Written instruction: Output the lines of the records below verbatim, starting at the line that contains "- **Query**: white sock" and ending at the line that contains "left=0, top=0, right=210, bottom=36", with both of those lines included.

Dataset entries

==================================================

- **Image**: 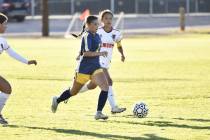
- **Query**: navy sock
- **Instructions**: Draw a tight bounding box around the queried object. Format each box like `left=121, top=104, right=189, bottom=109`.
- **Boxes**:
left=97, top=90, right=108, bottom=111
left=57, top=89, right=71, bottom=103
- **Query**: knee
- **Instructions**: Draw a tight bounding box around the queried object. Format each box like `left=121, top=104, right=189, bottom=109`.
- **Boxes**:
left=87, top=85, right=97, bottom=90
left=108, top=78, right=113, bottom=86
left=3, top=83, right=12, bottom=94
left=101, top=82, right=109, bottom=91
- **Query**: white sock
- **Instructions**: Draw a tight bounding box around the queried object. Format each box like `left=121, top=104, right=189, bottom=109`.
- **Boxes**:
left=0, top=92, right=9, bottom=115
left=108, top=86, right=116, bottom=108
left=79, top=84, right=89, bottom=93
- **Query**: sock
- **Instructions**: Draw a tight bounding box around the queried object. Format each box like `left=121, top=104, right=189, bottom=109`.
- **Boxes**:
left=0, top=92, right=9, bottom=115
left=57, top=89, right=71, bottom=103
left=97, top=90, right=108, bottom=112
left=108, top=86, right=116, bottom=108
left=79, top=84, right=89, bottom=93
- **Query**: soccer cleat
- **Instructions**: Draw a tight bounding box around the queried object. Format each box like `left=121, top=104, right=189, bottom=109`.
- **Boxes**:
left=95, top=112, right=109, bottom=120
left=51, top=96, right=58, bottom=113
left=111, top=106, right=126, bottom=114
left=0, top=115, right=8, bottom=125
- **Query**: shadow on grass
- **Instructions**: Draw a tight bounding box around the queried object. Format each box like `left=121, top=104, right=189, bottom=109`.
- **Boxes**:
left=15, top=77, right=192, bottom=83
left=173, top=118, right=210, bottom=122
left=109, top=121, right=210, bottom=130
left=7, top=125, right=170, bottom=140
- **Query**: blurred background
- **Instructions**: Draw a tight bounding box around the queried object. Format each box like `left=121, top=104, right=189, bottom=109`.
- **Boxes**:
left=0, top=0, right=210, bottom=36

==================================================

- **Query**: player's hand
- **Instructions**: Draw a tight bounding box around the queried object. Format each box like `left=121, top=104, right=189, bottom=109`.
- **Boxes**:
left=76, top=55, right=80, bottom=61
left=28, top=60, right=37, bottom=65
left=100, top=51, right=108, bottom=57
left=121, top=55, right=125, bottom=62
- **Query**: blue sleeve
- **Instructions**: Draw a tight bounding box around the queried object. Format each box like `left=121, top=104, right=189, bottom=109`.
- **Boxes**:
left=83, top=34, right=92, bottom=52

==================================================

The solution:
- **Query**: white sock
- **Instructions**: Draw a tight bounding box around the queried object. Format each box like `left=121, top=104, right=189, bottom=109`.
- **Boxes**:
left=0, top=92, right=9, bottom=115
left=108, top=86, right=116, bottom=108
left=79, top=84, right=89, bottom=93
- **Query**: sock
- **Instructions**: Draw a tight bounding box around the queried object. Format each box like `left=121, top=104, right=189, bottom=109`.
- **Boxes**:
left=0, top=92, right=9, bottom=115
left=57, top=89, right=71, bottom=103
left=97, top=90, right=108, bottom=112
left=108, top=86, right=116, bottom=108
left=79, top=84, right=89, bottom=93
- **Query**: soccer cleat
- **Instructions**: Draw a tight bounding box around the queried object. Format each box like `left=121, top=104, right=189, bottom=109`.
- **Boxes**:
left=95, top=112, right=109, bottom=120
left=51, top=96, right=58, bottom=113
left=111, top=106, right=126, bottom=114
left=0, top=115, right=8, bottom=125
- **Query**: shadow on grass
- **Instructions**: Draw a tight bounding box around the queried object. Format each box like `left=121, top=104, right=189, bottom=109`.
- **Boxes**:
left=15, top=77, right=192, bottom=83
left=173, top=118, right=210, bottom=122
left=109, top=121, right=210, bottom=130
left=7, top=125, right=170, bottom=140
- **Query**: blurred background
- **Instructions**: Draw a tight bounding box around the queried object. Format each box like `left=121, top=104, right=189, bottom=109`.
- **Boxes**:
left=0, top=0, right=210, bottom=36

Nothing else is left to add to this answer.